* **Goal of the exercise**
Look over the data below and give the number of lines containing the word "tuft", with no other words.

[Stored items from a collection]
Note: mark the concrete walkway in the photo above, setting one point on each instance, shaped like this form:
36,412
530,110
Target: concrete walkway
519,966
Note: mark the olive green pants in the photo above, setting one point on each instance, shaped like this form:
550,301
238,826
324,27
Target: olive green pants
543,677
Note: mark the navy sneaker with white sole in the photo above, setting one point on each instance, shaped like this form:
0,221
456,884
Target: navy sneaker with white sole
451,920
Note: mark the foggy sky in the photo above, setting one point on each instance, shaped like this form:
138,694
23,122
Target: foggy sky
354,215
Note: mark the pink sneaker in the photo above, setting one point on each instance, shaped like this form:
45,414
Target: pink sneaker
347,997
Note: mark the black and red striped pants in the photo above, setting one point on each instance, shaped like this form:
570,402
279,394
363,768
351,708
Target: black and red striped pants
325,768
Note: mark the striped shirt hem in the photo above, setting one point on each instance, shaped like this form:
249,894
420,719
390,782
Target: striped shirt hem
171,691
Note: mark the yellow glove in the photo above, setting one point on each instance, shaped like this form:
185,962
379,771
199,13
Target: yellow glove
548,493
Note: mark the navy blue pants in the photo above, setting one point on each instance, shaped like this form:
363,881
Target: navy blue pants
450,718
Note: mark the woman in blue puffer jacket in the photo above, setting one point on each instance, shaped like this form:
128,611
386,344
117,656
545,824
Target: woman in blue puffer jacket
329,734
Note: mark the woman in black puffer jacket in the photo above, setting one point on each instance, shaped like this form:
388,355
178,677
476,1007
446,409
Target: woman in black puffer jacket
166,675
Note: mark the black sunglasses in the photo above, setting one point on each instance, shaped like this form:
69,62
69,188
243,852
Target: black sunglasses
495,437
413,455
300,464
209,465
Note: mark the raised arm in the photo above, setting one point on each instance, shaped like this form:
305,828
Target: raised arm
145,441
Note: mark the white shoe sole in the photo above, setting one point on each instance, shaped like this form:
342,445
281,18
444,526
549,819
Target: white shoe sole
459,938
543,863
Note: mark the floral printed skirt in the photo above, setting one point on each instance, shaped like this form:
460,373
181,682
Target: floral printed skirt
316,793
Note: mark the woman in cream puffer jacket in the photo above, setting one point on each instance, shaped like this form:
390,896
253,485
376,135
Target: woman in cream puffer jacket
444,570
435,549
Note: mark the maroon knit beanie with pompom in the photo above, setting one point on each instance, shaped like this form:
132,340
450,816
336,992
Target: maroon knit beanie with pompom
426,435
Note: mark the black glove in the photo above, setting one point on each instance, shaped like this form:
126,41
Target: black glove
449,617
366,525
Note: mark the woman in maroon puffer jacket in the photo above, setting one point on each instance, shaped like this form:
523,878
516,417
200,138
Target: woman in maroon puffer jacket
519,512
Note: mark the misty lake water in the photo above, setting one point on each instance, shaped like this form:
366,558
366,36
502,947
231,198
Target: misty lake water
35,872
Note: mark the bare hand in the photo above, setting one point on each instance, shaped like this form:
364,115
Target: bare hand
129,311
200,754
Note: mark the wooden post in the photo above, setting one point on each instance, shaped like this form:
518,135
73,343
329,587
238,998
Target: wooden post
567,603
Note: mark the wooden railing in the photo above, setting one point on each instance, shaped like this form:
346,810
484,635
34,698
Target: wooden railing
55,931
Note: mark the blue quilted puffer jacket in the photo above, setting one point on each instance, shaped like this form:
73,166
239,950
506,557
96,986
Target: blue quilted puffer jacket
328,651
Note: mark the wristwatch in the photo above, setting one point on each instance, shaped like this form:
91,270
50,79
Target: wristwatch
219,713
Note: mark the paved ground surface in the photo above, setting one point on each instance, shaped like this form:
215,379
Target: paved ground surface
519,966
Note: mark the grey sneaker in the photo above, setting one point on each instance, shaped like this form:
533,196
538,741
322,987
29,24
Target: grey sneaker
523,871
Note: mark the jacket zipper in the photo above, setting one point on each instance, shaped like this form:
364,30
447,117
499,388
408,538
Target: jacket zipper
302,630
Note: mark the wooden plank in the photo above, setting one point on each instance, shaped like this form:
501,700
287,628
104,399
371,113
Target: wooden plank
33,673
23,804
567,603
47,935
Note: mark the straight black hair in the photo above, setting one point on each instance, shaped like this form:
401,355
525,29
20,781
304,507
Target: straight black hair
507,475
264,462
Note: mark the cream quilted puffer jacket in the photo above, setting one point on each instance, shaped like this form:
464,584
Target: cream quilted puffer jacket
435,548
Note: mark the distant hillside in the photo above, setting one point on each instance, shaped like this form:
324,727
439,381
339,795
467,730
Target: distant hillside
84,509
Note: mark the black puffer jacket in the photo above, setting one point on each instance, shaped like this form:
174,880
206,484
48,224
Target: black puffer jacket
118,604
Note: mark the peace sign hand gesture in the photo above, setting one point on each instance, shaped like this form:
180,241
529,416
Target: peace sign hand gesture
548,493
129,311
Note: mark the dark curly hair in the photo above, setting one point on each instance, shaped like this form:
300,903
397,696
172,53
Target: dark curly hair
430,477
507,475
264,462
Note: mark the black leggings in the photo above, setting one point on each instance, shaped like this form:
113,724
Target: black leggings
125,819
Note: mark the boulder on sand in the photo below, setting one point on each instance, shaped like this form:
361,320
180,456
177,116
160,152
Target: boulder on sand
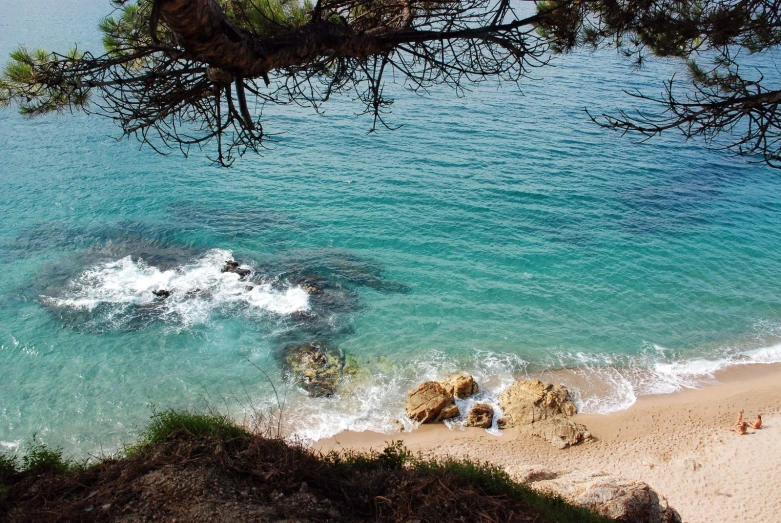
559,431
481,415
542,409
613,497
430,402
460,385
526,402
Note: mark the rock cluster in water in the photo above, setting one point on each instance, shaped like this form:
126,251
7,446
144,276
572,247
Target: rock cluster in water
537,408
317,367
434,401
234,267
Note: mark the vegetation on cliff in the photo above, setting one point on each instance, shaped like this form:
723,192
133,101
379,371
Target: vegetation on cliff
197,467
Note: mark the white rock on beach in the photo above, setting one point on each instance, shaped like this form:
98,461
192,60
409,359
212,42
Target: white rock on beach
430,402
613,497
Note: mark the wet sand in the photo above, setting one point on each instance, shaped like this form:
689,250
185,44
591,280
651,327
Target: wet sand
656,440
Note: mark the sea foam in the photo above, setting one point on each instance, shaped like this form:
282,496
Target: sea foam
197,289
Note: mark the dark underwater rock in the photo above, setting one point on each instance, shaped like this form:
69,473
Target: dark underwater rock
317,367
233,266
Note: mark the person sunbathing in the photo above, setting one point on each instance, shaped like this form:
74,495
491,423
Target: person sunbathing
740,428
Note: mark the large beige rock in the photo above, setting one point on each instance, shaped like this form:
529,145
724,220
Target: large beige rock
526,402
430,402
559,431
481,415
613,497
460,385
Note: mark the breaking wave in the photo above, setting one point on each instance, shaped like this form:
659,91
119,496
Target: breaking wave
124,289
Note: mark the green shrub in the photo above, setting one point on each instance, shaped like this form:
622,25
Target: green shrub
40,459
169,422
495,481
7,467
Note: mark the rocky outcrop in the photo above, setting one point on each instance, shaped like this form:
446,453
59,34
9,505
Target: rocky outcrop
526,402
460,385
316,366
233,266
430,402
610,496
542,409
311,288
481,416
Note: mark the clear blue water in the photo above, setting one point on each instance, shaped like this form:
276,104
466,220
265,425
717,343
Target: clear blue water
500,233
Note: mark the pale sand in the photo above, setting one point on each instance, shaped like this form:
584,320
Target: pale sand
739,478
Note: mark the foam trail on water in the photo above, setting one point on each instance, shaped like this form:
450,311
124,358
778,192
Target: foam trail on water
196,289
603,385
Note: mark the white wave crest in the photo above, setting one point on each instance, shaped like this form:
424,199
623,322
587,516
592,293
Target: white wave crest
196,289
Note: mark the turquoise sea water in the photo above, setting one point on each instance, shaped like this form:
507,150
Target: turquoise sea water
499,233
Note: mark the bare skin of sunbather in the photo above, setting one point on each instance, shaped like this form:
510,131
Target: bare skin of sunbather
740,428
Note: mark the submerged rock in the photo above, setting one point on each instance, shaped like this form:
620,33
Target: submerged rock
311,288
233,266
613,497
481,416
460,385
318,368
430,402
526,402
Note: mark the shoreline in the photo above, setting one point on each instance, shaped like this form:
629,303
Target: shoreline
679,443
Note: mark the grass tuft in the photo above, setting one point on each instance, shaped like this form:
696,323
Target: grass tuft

* **Task solution**
2